Texte de lecture |
****************************************

Autrement dit, dès que nous devenons conscients, nous nous mettons dans le bon et le blanc ; le méchant et le noir qui en sont l'autre face sont, autant que possible, maintenus dans l'inconscient d'où ils seront à la première occasion projetés sur quelqu'un d'autre. C'est une des façons dont se constitue ce que Jung appelle l'ombre et, il le dit dans cette dernière citation, il est essentiel d'en avoir une. Cela permet de se préserver un lieu bon, bien et propre où se mettre à l'abri psychiquement.

Le nourrisson de Mélanie Klein, pour se garder une bonne mère a écarté de l'image qu'il se fait d'elle tout ce qu'il a perçu de mauvais venant d'elle, car il est encore incapable de laisser cette mauvaise mère cohabiter avec la bonne sans la détruire. Il maintiendra tant qu'il le pourra ces deux moitiés de mère aussi séparées que possible parfois même toute sa vie durant.

Mais, est-ce que ce sont des opposés aussi neutres que haut et bas, blanc et noir, grand et petit qui vont en se constituant représenter d'un côté le bien et de l'autre le mal, le diable ?

Oui, car c'est toujours par rapport à moi et à ce que je veux être, que va fonctionner le jugement de valeur qui opère les séparations et que va se constituer l'ombre ; de sorte que les opposés que j'ai cités plus haut ne sont, en fait, jamais neutres, ils sont toujours connotés moralement.

L'enfant, et plus tard l'adulte, préféreront s'identifier à " grand ", " blanc " et " propre " qui, vous le voyez, prennent donc tout de suite un sens moral, plutôt qu'à petit, noir et sale.

Mais encore une fois, si ce fonctionnement discriminant de caractère moral est nécessaire à l'émergence du psychisme humain il ne préjuge en rien de la nature profonde des choses.

" Nous ne devons pas oublier le fait que les opposés n'acquièrent leur connotation morale que dans le cadre des préoccupations et des actions humaines et que nous sommes incapables de donner une définition du bien et du mal qui ait une valeur universelle. Autrement dit, nous ne savons pas ce que le bien et le mal sont en soi. Il faut donc supposer qu'ils sont issus d'un besoin de la conscience humaine et que pour cette raison ils perdent leur valeur en dehors du cadre humain. C'est-à-dire qu'hypostasier le bien et le mal en tant qu'entités métaphysiques est inadmissible car ce serait les priver de toute signification. " (7)

LE PROCESSUS D'INDIVIDUATION

Il serait utile, avant d'aller plus loin, d'essayer de comprendre ce qui fournit son énergie à la dynamique du développement psychique. Il est nécessaire de s'en faire une idée car la conjonction des opposés est le moteur de ce développement psychique.

****************************************

[Éléments d'identification de lieux]
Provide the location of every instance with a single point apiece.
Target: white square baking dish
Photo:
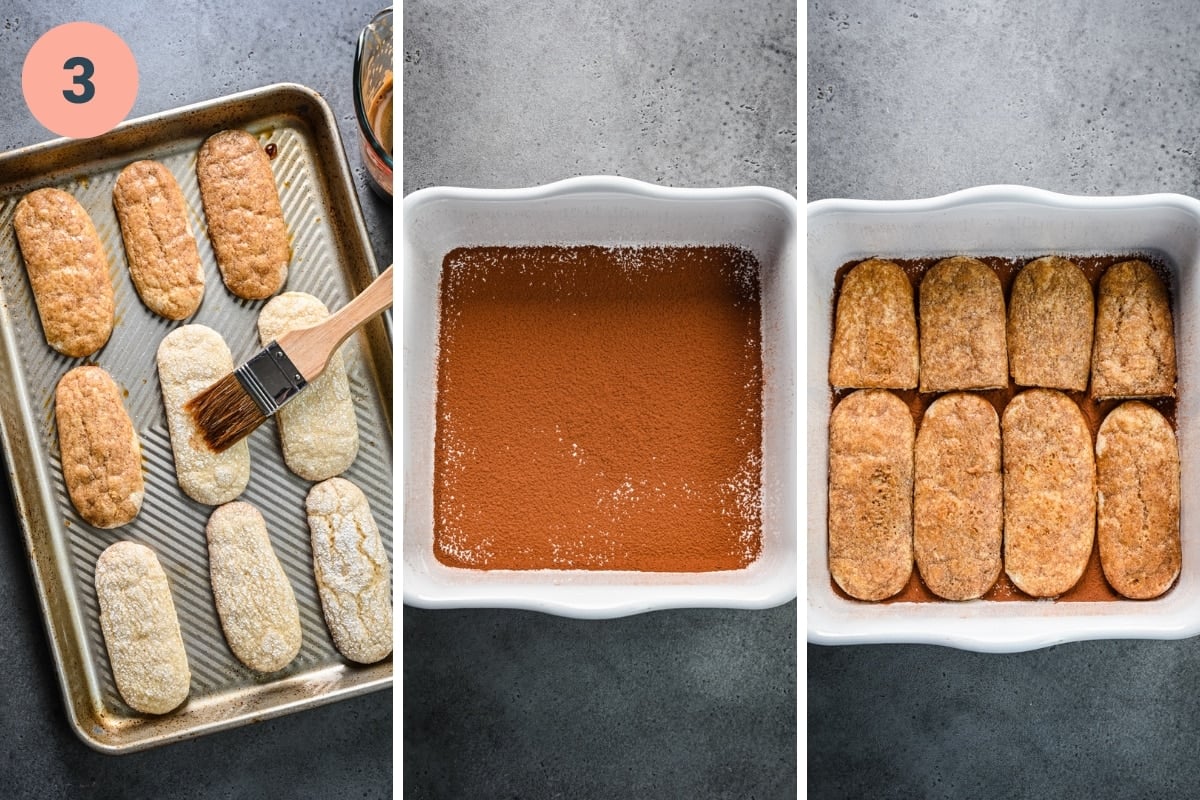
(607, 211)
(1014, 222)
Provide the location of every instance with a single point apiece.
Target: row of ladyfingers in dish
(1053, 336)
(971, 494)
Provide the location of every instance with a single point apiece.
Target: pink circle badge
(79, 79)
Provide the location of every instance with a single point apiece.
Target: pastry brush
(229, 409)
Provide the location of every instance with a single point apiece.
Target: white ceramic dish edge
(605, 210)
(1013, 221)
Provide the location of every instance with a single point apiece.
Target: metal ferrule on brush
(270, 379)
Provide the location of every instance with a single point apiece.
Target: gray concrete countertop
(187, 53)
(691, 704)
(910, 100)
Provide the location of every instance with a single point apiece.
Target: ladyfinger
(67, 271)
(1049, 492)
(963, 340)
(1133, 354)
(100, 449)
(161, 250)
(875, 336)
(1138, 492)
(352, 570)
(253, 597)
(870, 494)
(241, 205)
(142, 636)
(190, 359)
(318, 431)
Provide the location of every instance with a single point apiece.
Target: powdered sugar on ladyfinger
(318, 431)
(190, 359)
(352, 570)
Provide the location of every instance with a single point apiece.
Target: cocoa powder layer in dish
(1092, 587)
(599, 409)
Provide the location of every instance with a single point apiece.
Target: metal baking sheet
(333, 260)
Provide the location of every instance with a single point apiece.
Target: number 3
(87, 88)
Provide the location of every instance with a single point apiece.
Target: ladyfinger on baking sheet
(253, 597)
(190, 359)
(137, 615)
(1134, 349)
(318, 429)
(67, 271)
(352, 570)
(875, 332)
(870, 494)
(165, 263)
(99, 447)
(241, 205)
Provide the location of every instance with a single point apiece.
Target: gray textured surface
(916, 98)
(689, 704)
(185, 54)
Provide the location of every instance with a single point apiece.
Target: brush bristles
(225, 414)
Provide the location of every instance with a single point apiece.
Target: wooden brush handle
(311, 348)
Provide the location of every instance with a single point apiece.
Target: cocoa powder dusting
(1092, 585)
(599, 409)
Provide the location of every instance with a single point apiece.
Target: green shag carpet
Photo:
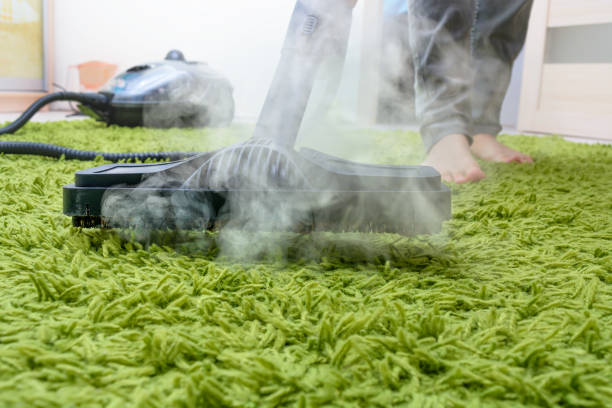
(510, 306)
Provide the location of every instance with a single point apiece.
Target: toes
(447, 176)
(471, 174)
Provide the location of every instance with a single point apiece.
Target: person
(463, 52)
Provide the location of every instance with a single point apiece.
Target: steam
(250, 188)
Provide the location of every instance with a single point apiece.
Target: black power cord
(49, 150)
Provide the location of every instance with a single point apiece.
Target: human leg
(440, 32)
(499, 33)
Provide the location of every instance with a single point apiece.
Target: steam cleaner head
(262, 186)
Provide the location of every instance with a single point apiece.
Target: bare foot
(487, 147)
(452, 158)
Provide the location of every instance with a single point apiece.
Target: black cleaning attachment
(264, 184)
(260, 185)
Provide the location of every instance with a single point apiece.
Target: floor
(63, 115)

****************************************

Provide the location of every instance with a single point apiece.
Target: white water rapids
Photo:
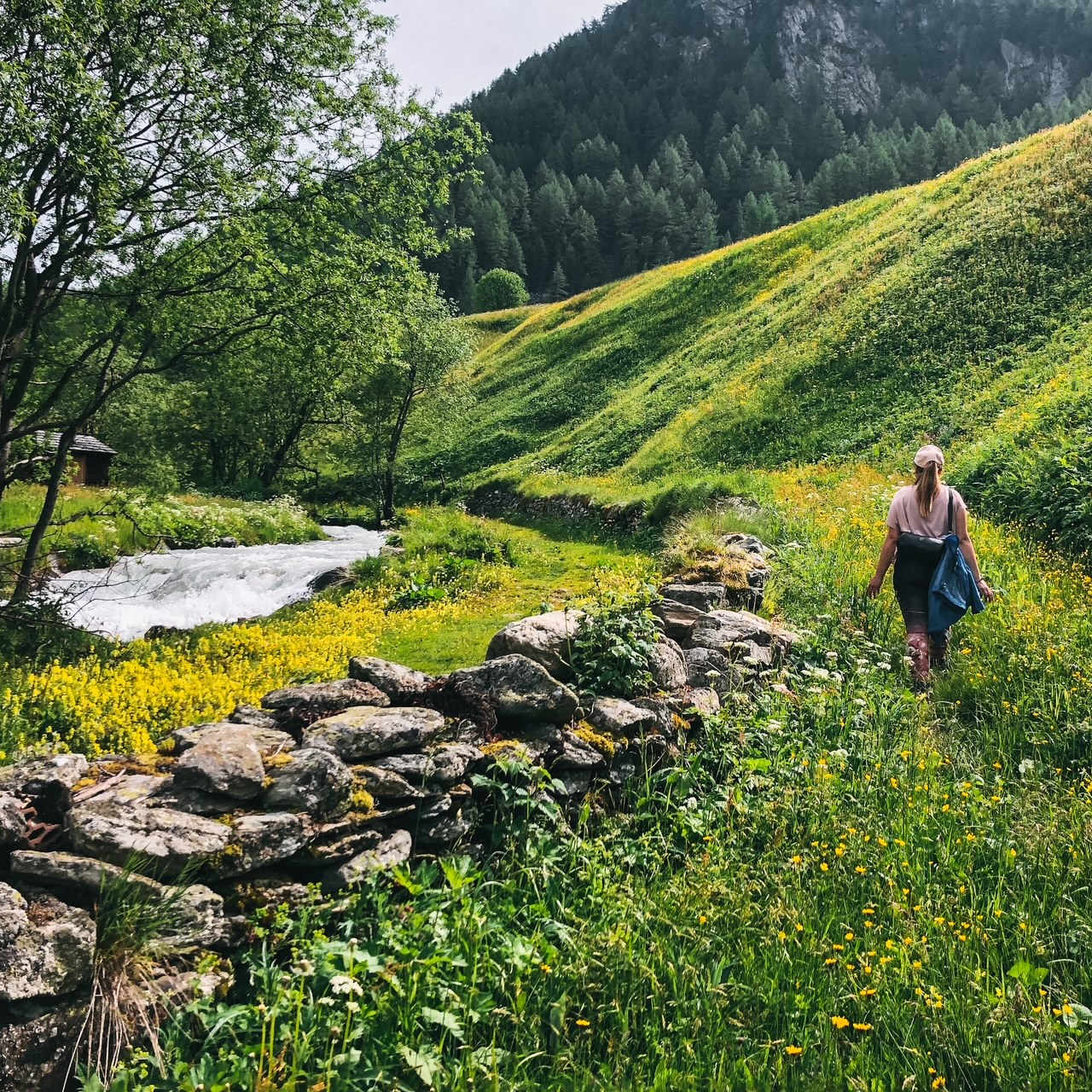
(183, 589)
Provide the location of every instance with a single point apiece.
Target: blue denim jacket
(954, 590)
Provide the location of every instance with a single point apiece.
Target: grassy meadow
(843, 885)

****************************************

Énoncé |
D'après le texte de lecture sur l'ombre chez Jung, à quels termes l'enfant, puis l'adulte, préfèrent-ils s'identifier ?

Corrigé |
À « grand », « blanc » et « propre », plutôt qu'à petit, noir et sale.